**Task requirements:** Find the line containing "In this exercise you will annotate the small plant". Reproduce it and every line after it up to the end of the records, exactly as written.
====
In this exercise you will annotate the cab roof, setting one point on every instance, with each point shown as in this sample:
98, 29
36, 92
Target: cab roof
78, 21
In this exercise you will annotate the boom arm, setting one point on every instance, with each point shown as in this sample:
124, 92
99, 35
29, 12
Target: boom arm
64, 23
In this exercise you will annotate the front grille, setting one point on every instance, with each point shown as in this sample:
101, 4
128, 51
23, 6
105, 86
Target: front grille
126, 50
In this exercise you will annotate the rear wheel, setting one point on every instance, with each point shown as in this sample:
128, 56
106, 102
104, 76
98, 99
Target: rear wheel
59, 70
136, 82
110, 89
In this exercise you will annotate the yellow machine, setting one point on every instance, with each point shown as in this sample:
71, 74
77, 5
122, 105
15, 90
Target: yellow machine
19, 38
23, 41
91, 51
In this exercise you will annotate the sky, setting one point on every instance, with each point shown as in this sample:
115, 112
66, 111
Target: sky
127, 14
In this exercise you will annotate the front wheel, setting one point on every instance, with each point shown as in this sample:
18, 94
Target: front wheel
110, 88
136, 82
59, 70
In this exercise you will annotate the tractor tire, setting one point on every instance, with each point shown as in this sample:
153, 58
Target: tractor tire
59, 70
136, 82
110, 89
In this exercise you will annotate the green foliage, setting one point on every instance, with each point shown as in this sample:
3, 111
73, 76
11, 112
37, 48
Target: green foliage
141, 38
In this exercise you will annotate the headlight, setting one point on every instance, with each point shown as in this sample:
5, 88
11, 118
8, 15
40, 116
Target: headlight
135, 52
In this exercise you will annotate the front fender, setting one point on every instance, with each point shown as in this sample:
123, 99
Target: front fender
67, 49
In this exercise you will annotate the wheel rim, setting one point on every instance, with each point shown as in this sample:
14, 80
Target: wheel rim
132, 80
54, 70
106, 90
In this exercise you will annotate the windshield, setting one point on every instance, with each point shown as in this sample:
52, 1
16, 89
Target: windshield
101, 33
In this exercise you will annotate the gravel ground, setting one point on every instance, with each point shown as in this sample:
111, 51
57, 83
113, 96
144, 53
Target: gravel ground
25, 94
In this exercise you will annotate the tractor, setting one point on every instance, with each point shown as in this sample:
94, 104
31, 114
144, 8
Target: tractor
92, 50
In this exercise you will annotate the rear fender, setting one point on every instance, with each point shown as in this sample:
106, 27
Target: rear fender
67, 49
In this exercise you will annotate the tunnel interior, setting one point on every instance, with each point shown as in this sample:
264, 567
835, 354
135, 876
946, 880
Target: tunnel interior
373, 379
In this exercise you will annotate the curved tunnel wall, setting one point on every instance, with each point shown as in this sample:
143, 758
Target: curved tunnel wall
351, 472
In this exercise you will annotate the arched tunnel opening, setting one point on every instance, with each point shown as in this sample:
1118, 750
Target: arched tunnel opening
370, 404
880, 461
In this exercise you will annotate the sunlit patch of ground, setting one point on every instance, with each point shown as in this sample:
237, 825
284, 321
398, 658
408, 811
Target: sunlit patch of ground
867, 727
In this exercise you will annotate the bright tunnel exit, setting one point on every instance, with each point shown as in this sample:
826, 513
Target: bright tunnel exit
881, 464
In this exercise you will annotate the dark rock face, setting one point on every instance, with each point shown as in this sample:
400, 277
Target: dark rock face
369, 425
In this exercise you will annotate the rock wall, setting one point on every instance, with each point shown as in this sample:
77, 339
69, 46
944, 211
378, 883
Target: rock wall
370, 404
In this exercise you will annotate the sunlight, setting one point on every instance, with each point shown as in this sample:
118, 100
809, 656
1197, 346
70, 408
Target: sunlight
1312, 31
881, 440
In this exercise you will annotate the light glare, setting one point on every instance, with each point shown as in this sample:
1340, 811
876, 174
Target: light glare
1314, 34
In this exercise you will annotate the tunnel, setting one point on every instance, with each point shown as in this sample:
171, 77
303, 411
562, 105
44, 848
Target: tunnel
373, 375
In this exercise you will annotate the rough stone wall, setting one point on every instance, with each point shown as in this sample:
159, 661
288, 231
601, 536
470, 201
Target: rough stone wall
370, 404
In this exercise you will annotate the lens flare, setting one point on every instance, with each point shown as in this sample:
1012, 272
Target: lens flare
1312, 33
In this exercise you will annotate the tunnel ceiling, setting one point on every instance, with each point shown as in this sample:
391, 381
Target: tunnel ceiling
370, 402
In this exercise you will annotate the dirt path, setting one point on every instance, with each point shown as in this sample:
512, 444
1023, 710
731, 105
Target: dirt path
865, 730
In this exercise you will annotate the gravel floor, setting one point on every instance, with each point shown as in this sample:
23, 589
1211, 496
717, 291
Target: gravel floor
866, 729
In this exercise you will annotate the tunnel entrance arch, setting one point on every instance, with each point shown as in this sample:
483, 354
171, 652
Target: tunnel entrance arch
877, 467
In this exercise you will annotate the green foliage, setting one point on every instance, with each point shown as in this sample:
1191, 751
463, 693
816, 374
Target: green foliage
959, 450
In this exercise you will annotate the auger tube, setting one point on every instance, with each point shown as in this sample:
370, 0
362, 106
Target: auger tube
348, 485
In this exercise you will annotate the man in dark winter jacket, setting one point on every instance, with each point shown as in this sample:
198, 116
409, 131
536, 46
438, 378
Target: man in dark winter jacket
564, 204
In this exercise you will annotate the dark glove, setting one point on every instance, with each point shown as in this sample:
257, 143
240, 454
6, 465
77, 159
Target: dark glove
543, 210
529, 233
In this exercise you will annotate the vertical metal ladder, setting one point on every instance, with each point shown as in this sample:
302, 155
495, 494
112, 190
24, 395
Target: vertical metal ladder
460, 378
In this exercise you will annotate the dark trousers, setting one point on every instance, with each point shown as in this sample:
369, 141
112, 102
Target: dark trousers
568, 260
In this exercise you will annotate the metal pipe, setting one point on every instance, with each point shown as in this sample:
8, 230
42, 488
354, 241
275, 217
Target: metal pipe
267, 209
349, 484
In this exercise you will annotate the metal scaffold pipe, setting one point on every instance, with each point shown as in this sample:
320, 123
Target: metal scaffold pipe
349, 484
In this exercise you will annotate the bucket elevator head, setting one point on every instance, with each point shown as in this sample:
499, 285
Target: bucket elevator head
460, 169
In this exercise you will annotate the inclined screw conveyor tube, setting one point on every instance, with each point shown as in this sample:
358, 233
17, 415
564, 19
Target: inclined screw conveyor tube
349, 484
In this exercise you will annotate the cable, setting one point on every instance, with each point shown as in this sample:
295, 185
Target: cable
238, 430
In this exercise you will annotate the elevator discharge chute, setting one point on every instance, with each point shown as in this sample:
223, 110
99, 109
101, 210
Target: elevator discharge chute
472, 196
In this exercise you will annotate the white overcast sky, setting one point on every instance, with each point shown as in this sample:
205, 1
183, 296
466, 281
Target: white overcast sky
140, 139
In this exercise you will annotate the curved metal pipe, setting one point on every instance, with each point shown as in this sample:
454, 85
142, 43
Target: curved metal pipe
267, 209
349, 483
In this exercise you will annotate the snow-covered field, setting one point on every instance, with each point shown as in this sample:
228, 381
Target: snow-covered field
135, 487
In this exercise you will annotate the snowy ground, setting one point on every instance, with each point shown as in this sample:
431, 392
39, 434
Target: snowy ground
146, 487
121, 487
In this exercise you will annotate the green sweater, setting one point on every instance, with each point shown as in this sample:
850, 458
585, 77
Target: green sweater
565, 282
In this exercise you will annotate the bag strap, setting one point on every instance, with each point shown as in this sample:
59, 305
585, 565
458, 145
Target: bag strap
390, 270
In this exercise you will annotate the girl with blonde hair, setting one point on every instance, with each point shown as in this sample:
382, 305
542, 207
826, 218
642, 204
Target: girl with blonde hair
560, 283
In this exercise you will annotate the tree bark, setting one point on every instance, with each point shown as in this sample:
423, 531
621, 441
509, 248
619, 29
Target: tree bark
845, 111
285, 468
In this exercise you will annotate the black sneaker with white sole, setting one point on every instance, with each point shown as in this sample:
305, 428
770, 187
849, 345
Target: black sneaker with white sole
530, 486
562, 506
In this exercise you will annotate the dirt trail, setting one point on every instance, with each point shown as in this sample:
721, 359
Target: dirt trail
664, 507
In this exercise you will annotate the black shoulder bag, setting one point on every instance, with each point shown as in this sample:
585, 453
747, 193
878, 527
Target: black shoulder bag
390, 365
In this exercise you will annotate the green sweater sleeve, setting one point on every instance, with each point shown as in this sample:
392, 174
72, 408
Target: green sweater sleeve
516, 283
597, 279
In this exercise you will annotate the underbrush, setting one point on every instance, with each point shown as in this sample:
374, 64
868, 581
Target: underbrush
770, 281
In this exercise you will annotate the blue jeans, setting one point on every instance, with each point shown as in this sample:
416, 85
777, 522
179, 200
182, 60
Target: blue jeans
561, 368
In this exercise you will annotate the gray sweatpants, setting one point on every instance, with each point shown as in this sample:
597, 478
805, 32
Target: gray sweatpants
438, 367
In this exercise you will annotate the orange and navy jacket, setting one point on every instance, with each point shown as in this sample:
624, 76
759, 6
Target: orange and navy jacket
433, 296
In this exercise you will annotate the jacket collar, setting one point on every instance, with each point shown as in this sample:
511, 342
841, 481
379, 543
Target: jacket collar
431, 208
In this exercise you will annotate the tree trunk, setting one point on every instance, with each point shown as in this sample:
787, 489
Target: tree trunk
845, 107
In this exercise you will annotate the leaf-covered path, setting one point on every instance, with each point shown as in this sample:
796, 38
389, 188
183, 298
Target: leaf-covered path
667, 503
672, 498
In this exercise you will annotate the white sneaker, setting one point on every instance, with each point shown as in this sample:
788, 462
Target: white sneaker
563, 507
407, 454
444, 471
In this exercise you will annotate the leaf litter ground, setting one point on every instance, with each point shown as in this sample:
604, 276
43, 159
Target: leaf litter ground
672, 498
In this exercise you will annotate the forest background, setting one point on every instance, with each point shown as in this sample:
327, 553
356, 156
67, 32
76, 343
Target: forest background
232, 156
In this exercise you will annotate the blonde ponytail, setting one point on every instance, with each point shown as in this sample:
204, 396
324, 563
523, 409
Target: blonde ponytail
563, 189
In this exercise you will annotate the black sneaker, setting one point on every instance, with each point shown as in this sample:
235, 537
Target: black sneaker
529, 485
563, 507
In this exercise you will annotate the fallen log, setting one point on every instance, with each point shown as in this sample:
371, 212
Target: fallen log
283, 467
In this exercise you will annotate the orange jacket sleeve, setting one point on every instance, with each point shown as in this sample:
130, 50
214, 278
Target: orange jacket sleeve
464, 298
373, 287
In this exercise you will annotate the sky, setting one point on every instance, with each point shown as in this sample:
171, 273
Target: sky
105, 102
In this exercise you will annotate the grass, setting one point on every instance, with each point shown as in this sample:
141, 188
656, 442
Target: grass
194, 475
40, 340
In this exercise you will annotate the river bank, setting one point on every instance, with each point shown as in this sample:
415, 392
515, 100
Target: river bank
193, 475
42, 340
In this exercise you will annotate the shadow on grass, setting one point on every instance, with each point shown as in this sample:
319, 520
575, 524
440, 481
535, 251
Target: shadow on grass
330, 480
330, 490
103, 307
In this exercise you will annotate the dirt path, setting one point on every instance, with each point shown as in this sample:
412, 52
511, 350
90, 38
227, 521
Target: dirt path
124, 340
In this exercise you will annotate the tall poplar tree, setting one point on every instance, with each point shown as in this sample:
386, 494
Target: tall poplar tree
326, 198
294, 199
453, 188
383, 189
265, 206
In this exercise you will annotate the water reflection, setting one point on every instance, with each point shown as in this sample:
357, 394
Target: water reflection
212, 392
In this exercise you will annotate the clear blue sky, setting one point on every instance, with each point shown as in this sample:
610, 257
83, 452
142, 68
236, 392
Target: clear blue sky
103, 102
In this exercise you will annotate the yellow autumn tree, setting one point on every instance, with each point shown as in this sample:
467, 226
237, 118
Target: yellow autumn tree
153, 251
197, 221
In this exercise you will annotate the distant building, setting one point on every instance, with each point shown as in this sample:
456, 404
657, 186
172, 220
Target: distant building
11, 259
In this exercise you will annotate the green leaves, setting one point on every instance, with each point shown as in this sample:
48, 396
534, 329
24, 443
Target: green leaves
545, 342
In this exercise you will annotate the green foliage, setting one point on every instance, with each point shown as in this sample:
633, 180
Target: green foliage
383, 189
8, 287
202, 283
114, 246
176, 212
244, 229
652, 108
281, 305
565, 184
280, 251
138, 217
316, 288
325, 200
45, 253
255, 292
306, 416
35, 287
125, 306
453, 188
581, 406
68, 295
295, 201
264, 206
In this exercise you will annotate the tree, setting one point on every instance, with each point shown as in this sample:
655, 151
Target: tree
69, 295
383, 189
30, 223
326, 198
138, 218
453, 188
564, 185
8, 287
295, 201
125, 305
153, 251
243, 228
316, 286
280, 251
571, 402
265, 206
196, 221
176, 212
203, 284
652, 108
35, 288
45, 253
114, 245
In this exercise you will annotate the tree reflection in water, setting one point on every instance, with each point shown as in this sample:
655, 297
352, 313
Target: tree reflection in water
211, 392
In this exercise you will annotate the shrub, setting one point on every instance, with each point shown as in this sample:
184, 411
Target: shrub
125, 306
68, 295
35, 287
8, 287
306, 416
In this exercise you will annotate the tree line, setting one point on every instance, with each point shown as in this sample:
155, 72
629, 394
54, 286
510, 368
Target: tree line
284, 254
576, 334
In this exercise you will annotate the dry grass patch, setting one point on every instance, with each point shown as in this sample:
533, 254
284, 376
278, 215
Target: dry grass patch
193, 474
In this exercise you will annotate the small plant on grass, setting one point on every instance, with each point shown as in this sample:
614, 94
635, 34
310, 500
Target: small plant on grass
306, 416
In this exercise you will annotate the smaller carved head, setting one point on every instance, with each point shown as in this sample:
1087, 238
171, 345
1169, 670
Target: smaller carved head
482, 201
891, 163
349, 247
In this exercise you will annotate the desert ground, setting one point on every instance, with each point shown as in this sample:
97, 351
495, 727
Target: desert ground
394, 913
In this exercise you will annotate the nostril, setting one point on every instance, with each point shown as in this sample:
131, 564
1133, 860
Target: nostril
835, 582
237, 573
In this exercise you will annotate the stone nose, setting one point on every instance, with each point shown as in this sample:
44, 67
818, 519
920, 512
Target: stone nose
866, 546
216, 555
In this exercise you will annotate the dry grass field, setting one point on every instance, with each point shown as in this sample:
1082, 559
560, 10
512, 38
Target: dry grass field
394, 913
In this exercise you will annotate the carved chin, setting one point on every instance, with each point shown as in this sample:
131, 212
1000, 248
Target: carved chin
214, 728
====
**Solved problem:**
In this exercise you will annotate the small plant on grass, setting one point on every instance, with each point shown as in this sample:
614, 94
635, 34
310, 500
Target: small plant on grass
306, 416
In this exercise you will annotate the smaller carved head, setting one point on every instance, with each point shown as in this sample:
1087, 238
171, 345
1169, 670
Target: smaller carved head
482, 201
891, 163
349, 247
In this exercise you will annotate the desert ground, setting one point on every instance, with each point shown as in this sample:
97, 351
495, 727
Target: desert ground
394, 913
In this exercise you will annotate the nostril, setting one point on every instance, with each point shown as in this sample:
131, 564
1133, 860
Target: nostril
835, 582
237, 573
In this exercise you will annotate the stone nose, setting one point on every instance, with each point shown as in this sample:
44, 67
818, 519
920, 512
Target: stone nose
866, 546
216, 555
In this exercise you will annotate the dry grass field, setting one point on every instance, with each point shown as in this sample:
1082, 559
560, 10
512, 38
Target: dry grass field
394, 913
In this exercise you will annotate the carved chin, setting one point on every instance, with each point shown as in this sample:
131, 212
1000, 248
Target: carved chin
214, 728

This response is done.